Content starts

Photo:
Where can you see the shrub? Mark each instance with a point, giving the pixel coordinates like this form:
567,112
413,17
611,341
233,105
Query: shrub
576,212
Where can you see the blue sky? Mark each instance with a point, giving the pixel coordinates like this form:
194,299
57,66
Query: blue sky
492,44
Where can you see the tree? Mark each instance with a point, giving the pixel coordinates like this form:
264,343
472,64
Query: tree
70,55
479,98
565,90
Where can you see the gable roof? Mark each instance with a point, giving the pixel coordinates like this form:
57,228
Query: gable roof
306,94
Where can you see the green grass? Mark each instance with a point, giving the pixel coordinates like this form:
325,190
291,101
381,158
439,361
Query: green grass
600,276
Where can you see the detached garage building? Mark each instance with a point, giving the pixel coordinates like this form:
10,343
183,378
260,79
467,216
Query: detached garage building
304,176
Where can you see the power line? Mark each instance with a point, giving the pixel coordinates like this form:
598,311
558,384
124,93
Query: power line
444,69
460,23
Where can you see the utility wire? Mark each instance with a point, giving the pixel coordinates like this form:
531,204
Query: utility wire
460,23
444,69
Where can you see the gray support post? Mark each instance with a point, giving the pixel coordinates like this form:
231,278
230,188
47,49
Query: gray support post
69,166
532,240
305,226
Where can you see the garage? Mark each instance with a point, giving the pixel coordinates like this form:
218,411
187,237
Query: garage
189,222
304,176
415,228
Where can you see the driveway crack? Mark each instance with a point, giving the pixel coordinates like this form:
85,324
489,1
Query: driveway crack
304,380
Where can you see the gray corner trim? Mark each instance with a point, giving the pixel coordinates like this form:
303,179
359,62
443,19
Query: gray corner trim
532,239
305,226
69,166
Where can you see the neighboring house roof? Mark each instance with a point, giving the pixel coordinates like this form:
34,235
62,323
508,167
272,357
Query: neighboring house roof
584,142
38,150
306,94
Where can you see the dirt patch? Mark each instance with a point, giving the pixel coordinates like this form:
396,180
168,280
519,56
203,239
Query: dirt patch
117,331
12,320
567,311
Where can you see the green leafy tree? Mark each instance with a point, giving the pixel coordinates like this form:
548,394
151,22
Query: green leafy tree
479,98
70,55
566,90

Content ends

● Action item
Each line of the listing should be copied exactly.

● Answer to this task
Photo:
Where can you see the shrub? Mark each instance with a point, giving the pixel coordinates like this form:
567,112
413,17
611,341
233,105
Query: shrub
576,212
Where can you see the blue sky? Mark each instance with a point, giving the pixel coordinates like this form:
194,299
57,66
Query: blue sky
492,44
Where can you see the tree? Mark each instance with a point, giving the pixel coordinates like this form:
264,343
472,64
Query: tree
70,55
479,98
565,90
Where can you see the gable roof? Mark each instance with a point, giving the pixel coordinates like this form:
57,228
Query: gable roof
306,94
Where can you see the green grass? Mark each instance with a point, giving the pixel coordinates like this form:
325,190
291,101
381,158
439,361
Query: green grass
600,276
Where can you see the detached garage building? Mark each instance with a point, giving the pixel coordinates like this form:
10,343
183,378
260,79
467,216
Query: detached garage building
304,176
Where can you see the power line? Mark each instance with a point, giving the pixel coordinates like this form:
598,311
558,384
124,93
Query: power line
444,69
460,23
Where can you see the utility wire? Mark each instance with a point, giving the pixel coordinates like this form:
531,204
Query: utility wire
460,23
444,69
Where can you see the gray support post? Mark each instance with a point, giving the pixel coordinates like this form:
231,278
230,188
47,49
Query: gray support post
69,166
532,240
305,226
Where can you see the garage? Mark each instance with a point, giving the pixel coordinates like this form:
218,411
187,237
Query: garage
189,222
304,176
415,228
Where can you see the driveway crack? Mark each instance with a point, giving the pixel coordinates like this form:
85,324
489,1
Query: driveway crack
304,380
Where can you see the gray corner trim? Mark each instance with a point, giving the pixel coordinates like this form:
303,179
359,62
443,19
Query: gray corner trim
532,239
305,226
69,166
Where can you see the neighboring house roof? Mark each instance with a point, giving the pixel coordinates like this form:
34,235
62,323
508,167
272,357
Query: neighboring house roof
584,142
38,150
306,94
Where can you see the dirt patch? Mark each instance with a point, giving the pixel coordinates like this form:
396,180
168,280
519,56
203,239
Query: dirt patch
117,331
12,320
567,311
Where can you see the green leafy tree? Mark each instance with a point, giving the pixel coordinates like this form:
548,394
151,22
Query: green leafy tree
479,98
70,55
566,90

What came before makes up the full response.